Passage to read:
--- START ---
Art museum in Miami Beach, Florida

The Bass Museum of Art is a contemporary art museum located in Miami Beach, Florida. The Bass Museum of Art was founded in 1963 and opened in 1964.

==History==
=== Early years ===
John Bass (1891–1978) and Johanna Redlich (m. February 21, 1921) were Jewish-immigrants from Vienna, Austria who resided in Miami Beach. As President of the Fajardo Sugar Company of Puerto Rico, John Bass was also an amateur journalist, artist (namely painting and etching) and composer of published music. Mr. Bass collected both fine art and cultural artifacts, including a sizeable manuscript collection that now lives in the Carnegie Hall Archives. In 1963, the couple bequeathed a collection of more than 500 works, including Old Master paintings, textiles and sculptures to the City of Miami Beach, under the agreement that a Bass Museum of Art would remain open to the public in perpetuity.
--- END ---
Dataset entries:
--- START ---
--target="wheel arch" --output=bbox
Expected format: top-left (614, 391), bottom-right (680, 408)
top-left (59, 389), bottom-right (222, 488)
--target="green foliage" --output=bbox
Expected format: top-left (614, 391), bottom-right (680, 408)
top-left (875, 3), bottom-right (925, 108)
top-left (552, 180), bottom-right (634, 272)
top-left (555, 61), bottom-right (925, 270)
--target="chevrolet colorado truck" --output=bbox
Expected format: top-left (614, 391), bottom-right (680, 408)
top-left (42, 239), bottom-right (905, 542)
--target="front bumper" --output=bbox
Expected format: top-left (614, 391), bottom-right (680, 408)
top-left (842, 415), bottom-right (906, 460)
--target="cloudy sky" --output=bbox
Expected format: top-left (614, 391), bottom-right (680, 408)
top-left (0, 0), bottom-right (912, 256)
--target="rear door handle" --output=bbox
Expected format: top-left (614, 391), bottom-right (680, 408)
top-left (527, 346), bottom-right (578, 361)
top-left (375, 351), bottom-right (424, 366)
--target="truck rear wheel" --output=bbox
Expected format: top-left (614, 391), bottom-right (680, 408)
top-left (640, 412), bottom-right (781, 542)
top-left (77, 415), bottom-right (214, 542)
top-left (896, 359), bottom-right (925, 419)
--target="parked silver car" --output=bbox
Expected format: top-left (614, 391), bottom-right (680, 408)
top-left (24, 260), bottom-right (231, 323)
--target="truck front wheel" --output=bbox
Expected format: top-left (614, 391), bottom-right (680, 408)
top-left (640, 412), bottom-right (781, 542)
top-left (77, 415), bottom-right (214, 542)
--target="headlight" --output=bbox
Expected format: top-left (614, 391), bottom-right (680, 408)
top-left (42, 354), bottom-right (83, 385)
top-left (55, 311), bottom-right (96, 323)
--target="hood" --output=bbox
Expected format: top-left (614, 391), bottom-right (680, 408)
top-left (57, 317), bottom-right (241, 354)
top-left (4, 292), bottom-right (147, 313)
--- END ---
Work order:
According to the museum history text above, how many works did the couple give to the City of Miami Beach in 1963?

Answer for this exercise:
More than 500 works.